PASSAGE PROVIDED –
Find all possible sums of the combinations of integers from a set, efficiently

Question:

Given an integer n, and an array a of x random positive integers, I would like to find all possible sums of the combinations with replacement (n out of x) that can be drawn from this array.

For example:

n = 2, a = [2, 3, 4, 6]
all combinations = [2+2, 2+3, 2+4, 2+6, 3+3, 3+4, 3+6, 4+4, 4+6, 6+6]
all unique sums of these combination = {4, 5, 6, 7, 8, 9, 10, 12}

This can of course easily be solved by enumerating and summing all possible combinations, for example in Python:

from itertools import combinations_with_replacement

n = 2
a = [2,3,4,6]

{sum(comb) for comb in combinations_with_replacement(a, n)}

Is there a more efficient way to do this? I have to do this for n up to 4 and a up to a 1000 values, which gives 4e10 combinations, while the number of unique sums will be several orders of magnitude less for arrays with integers whose values aren’t too far apart, so I would guess there must be a more efficient way.

ACTIONS TO TAKE –
[A] In two sentences, how would you summarize the question about finding all sums of integer combinations?
[B] Can you write what follows the final sentence of the question about finding all sums of integer combinations?

DATA EXTRACT –

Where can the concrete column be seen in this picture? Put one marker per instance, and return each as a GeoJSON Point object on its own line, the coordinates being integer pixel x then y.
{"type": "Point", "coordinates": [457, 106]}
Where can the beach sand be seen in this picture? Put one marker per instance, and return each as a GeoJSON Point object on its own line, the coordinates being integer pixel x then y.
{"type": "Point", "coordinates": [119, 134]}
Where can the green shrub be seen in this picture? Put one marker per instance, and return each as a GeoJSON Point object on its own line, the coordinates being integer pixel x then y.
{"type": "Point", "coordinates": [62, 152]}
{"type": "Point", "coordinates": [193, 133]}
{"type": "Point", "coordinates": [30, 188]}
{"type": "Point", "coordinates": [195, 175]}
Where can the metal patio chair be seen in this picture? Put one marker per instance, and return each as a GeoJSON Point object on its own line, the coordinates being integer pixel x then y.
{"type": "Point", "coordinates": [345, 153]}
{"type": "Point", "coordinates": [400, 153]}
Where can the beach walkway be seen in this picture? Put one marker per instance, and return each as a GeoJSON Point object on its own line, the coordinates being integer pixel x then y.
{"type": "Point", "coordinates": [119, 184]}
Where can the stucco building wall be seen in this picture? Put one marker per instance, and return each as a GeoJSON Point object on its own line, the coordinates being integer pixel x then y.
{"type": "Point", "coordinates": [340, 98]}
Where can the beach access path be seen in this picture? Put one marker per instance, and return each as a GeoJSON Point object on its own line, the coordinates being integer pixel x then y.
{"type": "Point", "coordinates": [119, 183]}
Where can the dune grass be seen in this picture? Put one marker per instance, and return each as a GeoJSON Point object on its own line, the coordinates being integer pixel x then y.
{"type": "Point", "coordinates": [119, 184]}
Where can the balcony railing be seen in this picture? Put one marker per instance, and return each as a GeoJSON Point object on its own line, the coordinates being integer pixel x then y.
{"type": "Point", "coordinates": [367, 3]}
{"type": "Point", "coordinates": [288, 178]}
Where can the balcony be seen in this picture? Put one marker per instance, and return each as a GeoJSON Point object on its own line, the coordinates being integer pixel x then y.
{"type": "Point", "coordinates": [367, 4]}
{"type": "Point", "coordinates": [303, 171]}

RESULTS IN ORDER –
[A] Given an integer n and an array of x positive integers, the asker wants every unique sum of the combinations with replacement of n values from the array, which can be found by enumerating and summing all combinations, as a short Python example shows. Because n can reach 4 and the array 1000 values, giving 4e10 combinations while the unique sums should be several orders of magnitude fewer when the values aren't too far apart, the asker asks whether a more efficient way exists.

[B]
For example when n=3 and a is the set of the first 1000 even numbers, there will be only 2998 unique sums out of 1.6E8 possible combinations.

** Original question was updated to state that integers are only positive

Asked By: jonas87

||

Answers:

sums = {0}
for _ in range(n):
    sums = {s + x for s in sums for x in a}

Or using a bitset (assumes your numbers are non-negative):

sums = 1
for _ in range(n):
    new = 0
    for x in a:
        new |= sums << x
    sums = new
sums = {i for i, bit in enumerate(reversed(bin(sums))) if bit == '1'}

Which one is faster depends on the density of your numbers.

A further optimization of the second solution which can also handle negative numbers (it translates all values so that the smallest becomes 0):

sums = 1
minimum = min(a)
b = [x - minimum for x in a]
for _ in range(n):
    new = 0
    for x in b:
        new |= sums << x
    sums = new
sums = {
    i + n*minimum
    for i, bit in enumerate(reversed(bin(sums)))
    if bit == '1'
}

Yet another, intended for dense sets:

minimum = min(a)
maximum = max(a)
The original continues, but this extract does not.